Using the text about Mike Fesi, name the company he founded in 1996.

→ **Excerpted passage**
######
Member of the Louisiana Senate from the 20th district
- Incumbent
- Assumed office January 13, 2020
- Preceded by: Norby Chabert

Personal details
- Born: May 20, 1959 (age 67)
- Party: Republican
- Spouse: Carla
- Children: 4
- Profession: Oil & gas businessman
- Website: Campaign website

= Mike Fesi =

American politician and businessman

Michael "Big Mike" A. Fesi, Sr. (born May 20, 1959) is an American politician and businessman from the state of Louisiana. A Republican, Fesi has represented the 20th district in the Louisiana State Senate since 2020.

==Career==
Prior to serving in elected office, Fesi worked as an oil and gas businessman, founding Pipeline Construction and Maintenance Inc. in 1996. Fesi continues to serve as the company's president, and additionally owns Kid Energy USA.

==Political career==
In 2015, Fesi ran for State Senate against incumbent Republican Norby Chabert, but lost to Chabert in the first round of voting with 43% of the vote. With Chabert term-limited in 2019, Fesi ran for the same seat once again, this time defeating four other candidates with 54% of the vote.

In May 2021, Fesi announced he had tested positive for COVID-19 after appearing at meetings with his colleagues.
######
→ **Information supplied**

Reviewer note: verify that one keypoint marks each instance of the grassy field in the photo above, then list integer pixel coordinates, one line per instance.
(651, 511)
######
→ **Written solution**
Pipeline Construction and Maintenance Inc.